WHAT YOU WILL DO => Arrange the records below as a two-column CSV with the header columns "request" and "answer," one row per request, placing each request's text and its answer in a single quoted field with line breaks replaced by spaces, and covering all of the records. Omit the pictures.

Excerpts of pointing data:
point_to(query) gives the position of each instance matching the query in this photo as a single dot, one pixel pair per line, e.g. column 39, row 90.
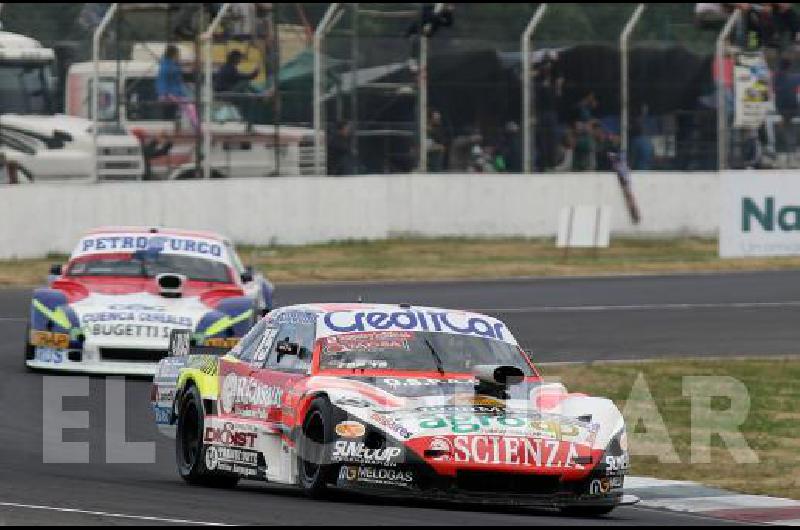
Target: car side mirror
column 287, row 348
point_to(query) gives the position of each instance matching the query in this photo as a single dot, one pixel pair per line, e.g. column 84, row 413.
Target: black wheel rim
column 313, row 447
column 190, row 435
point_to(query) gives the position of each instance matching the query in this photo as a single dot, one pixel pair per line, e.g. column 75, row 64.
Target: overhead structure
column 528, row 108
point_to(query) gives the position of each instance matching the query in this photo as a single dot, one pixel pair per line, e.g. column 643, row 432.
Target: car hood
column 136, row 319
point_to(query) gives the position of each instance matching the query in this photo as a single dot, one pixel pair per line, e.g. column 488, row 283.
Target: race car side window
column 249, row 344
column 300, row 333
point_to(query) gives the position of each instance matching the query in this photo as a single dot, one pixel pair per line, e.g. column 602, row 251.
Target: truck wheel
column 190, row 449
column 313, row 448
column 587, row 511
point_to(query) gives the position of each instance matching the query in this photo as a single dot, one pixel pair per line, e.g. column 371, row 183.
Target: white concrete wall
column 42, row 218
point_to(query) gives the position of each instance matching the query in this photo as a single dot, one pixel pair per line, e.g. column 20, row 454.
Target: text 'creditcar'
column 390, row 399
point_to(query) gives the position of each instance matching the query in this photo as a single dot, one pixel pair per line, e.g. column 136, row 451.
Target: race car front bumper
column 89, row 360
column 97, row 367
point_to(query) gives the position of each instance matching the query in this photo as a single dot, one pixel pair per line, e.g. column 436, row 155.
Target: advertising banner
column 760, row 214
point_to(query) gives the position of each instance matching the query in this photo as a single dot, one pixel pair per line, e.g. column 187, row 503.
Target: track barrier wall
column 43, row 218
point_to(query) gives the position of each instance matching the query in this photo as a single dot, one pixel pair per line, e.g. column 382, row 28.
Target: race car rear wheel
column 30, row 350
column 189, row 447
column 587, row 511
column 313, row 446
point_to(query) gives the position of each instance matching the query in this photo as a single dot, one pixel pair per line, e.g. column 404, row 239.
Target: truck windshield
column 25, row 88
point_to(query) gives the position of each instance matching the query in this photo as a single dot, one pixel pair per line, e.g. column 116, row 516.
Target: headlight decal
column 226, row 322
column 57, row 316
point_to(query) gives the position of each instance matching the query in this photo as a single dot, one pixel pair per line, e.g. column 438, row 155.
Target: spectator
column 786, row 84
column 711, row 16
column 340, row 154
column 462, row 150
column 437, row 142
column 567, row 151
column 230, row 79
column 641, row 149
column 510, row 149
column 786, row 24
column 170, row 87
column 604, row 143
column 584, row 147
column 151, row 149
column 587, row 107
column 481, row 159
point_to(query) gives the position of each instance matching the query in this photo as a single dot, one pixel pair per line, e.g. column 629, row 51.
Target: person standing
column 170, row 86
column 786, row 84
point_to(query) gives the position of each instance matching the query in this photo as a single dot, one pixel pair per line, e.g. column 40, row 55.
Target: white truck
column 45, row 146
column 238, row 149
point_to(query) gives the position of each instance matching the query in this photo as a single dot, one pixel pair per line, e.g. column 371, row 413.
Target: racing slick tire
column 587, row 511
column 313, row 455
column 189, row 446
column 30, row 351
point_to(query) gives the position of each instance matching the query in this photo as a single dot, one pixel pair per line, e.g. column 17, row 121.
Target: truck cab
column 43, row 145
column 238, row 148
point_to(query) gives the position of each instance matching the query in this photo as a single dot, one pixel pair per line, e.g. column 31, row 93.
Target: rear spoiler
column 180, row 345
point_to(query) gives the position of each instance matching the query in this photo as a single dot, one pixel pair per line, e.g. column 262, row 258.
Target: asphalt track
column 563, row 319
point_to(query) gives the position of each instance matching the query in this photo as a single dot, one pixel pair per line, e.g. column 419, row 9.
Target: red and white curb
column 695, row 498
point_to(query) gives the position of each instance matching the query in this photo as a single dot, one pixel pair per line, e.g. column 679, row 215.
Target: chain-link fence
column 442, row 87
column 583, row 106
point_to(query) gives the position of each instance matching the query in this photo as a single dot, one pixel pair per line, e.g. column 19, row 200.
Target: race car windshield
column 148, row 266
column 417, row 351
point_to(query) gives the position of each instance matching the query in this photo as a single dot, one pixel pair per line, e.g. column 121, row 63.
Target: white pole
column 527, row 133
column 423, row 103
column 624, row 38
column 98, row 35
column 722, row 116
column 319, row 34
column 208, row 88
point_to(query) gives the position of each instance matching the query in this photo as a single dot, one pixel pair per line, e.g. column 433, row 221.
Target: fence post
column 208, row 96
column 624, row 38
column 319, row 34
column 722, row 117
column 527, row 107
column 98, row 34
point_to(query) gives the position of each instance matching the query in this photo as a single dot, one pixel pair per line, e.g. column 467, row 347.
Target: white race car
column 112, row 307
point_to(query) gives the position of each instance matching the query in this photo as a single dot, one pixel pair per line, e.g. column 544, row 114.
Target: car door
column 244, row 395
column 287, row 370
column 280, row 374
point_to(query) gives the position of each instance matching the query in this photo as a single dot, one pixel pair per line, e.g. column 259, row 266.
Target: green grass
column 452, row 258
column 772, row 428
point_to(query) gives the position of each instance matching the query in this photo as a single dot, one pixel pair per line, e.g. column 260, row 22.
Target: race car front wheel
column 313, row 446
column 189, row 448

WRITTEN ANSWER =>
request,answer
"point_to(query) gives the position of each instance matching the query in this photo as a single dot, one pixel pair per line, e.g. column 39, row 90. Target: car side mirror","column 287, row 348"
"point_to(query) gives the position of each instance matching the query in this photo as a single dot, one pixel pair per line, e.g. column 84, row 413. Target: black wheel rim","column 313, row 447 column 190, row 435"
"point_to(query) gives the position of each instance matching the query in this photo as a single dot, one pixel pair per line, e.g. column 75, row 64. Target: overhead structure","column 528, row 108"
"point_to(query) gives the position of each instance matching the query in this photo as a single dot, one pixel pair per line, e.g. column 643, row 432. Target: car hood","column 136, row 319"
"point_to(query) gives the position of each instance matching the query in this photo as a single dot, one pixel pair per line, e.g. column 488, row 283. Target: race car side window","column 249, row 344 column 300, row 333"
"point_to(query) gives the position of each instance matching the query in this photo as a single dot, one pixel pair per line, e.g. column 602, row 251. Target: truck wheel","column 190, row 449 column 313, row 448 column 587, row 511"
"point_to(query) gives the position of each instance matching the query in this photo as a single dot, one pixel pair per line, e.g. column 371, row 183. Target: white concrete wall","column 42, row 218"
"point_to(query) gives the position of each instance matching the query in this photo as a single dot, one pixel pair per line, e.g. column 20, row 454. Target: text 'creditcar'","column 390, row 399"
"point_to(query) gives the position of each instance matching the query in this photo as a single dot, one pixel pair per line, e.g. column 136, row 451. Target: race car front bumper","column 89, row 360 column 97, row 367"
"point_to(query) gives the position of each instance matching the query in this photo as a single dot, one pixel pair per line, e.g. column 436, row 155. Target: advertising banner","column 760, row 214"
"point_to(query) gives the position of each instance matching the query in this photo as a single dot, one pixel pair per line, e.g. column 187, row 503. Target: track barrier wall","column 43, row 218"
"point_to(query) gives the position of each instance matching the query in this photo as a single dot, one pixel pair per line, e.g. column 382, row 28. Target: race car rear wheel","column 30, row 350 column 189, row 447 column 587, row 511 column 313, row 446"
"point_to(query) gives the position of each instance matching the query in this photo as a single dot, one pixel pair per line, e.g. column 404, row 239. Target: truck windshield","column 25, row 88"
"point_to(query) gives the position of each instance matching the query in this photo as a single dot, one pixel pair per line, e.g. column 116, row 516. Target: headlight decal","column 226, row 322 column 57, row 316"
"point_to(query) gives the position of each instance matching the query in this photo as a single dot, one pixel pair per line, e.g. column 438, row 155. Target: spectator","column 786, row 84 column 711, row 16 column 340, row 154 column 462, row 150 column 437, row 142 column 567, row 151 column 230, row 79 column 641, row 149 column 510, row 149 column 786, row 24 column 170, row 87 column 604, row 143 column 584, row 147 column 151, row 149 column 587, row 107 column 481, row 159"
"point_to(query) gives the position of each instance matching the query in this photo as a single dot, one pixel pair per line, e.g. column 629, row 51. Target: person standing","column 170, row 86 column 786, row 84"
"point_to(query) gives the position of each instance matching the query in this photo as a single dot, one pixel pair per line, e.g. column 40, row 55. Target: white truck","column 45, row 146 column 238, row 149"
"point_to(query) gives the position of each instance matching the query in this photo as a single dot, one pixel pair per line, e.g. column 371, row 413. Target: racing slick tire","column 587, row 511 column 313, row 455 column 189, row 446 column 30, row 351"
"point_to(query) gives the position of each instance matching the query in this photo as a single dot, one pixel pair per line, e.g. column 17, row 121. Target: truck cab","column 43, row 145 column 238, row 148"
"point_to(query) gives the position of each instance matching the query in this photo as a single dot, one pixel pair per line, e.g. column 31, row 93. Target: rear spoiler","column 180, row 345"
"point_to(query) gives the position of each instance matching the query in this photo as a single dot, one pixel pair per line, e.g. column 262, row 258. Target: asphalt track","column 563, row 319"
"point_to(query) gives the position of each instance matching the query in this photo as a single dot, one pixel pair per line, e.g. column 419, row 9. Target: red and white curb","column 695, row 498"
"point_to(query) gives the position of each instance matching the query in this photo as a single dot, one pixel pair per line, e.g. column 679, row 215. Target: chain-link fence","column 442, row 87 column 583, row 106"
"point_to(query) gives the position of each instance matching the query in this photo as a single dot, one pixel pair per line, e.g. column 19, row 200. Target: race car windshield","column 148, row 266 column 417, row 351"
"point_to(query) gives the position of each instance matching the query in this photo as a single dot, one pixel pair per line, e.g. column 121, row 63. Target: white pole","column 527, row 133 column 423, row 103 column 624, row 38 column 98, row 35 column 722, row 116 column 319, row 34 column 208, row 88"
"point_to(query) gives the position of each instance matching the query in this photo as a single dot, one pixel pair per line, e.g. column 433, row 221. Target: fence post","column 208, row 96 column 624, row 38 column 319, row 34 column 722, row 117 column 527, row 107 column 98, row 34"
"point_to(query) gives the position of each instance matching the query in this photo as a single dot, one pixel pair per line, e.g. column 467, row 347. Target: white race car","column 112, row 307"
"point_to(query) gives the position of each instance matching the query in this photo as a single dot, one pixel pair per line, e.g. column 544, row 114. Target: car door","column 244, row 395 column 287, row 370 column 280, row 374"
"point_to(query) gives the position of each instance matching the query in this photo as a single dot, one pixel pair per line, e.g. column 259, row 266. Target: green grass","column 452, row 258 column 772, row 428"
"point_to(query) gives the position of each instance matching the query in this photo as a single dot, one pixel pair per line, e.g. column 260, row 22. Target: race car front wheel","column 313, row 446 column 189, row 448"